# PROBLEM STATEMENT:
Could you copy the data below word for word, from start to finish, leaving out the pictures?

# EXERCISE INPUTS:
##############################
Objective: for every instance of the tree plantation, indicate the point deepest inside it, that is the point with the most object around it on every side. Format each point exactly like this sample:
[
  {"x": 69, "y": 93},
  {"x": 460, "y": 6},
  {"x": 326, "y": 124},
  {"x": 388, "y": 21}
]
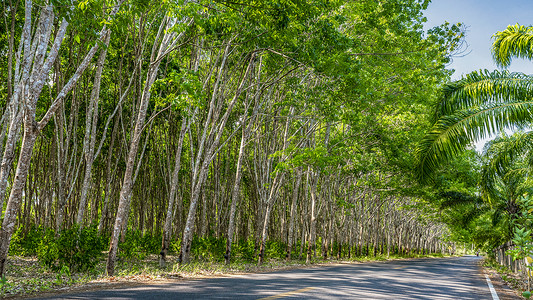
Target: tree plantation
[{"x": 229, "y": 131}]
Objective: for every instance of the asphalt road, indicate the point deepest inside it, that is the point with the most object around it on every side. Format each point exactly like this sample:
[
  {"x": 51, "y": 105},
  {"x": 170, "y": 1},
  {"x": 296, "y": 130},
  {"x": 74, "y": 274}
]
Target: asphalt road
[{"x": 431, "y": 278}]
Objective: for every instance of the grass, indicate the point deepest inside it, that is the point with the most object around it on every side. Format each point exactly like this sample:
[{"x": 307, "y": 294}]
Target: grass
[
  {"x": 516, "y": 281},
  {"x": 26, "y": 276}
]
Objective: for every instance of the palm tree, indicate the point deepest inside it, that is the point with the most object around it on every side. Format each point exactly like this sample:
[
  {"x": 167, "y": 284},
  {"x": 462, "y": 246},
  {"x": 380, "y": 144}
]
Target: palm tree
[{"x": 480, "y": 104}]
##############################
# COMPLETE OUTPUT:
Objective: for every instance of the tree plantation, indicate the point deepest inside it, that is the point with the most object around it on every side. Format each point exactly like this sample:
[
  {"x": 69, "y": 93},
  {"x": 460, "y": 6},
  {"x": 326, "y": 124},
  {"x": 388, "y": 21}
]
Target: tree plantation
[{"x": 229, "y": 131}]
Objective: for every instance of the asphalt road, indicate the point deepest inside it, that is the point with the most object around it on every side. Format each point exactly like this sample:
[
  {"x": 51, "y": 105},
  {"x": 170, "y": 1},
  {"x": 296, "y": 130},
  {"x": 74, "y": 274}
]
Target: asphalt road
[{"x": 431, "y": 278}]
Objective: for every instance of the grass, indicate the point deepest inside it, that is the point with the most object around it on every side. Format each point exactly like this sample:
[{"x": 307, "y": 294}]
Target: grass
[
  {"x": 516, "y": 281},
  {"x": 26, "y": 276}
]
Objective: for every instance of the palm tree, indicate the point deepest inside it, that is the point with the most object around it on every side. Format each point exactly like this sample:
[
  {"x": 167, "y": 284},
  {"x": 462, "y": 246},
  {"x": 380, "y": 144}
]
Target: palm tree
[{"x": 480, "y": 104}]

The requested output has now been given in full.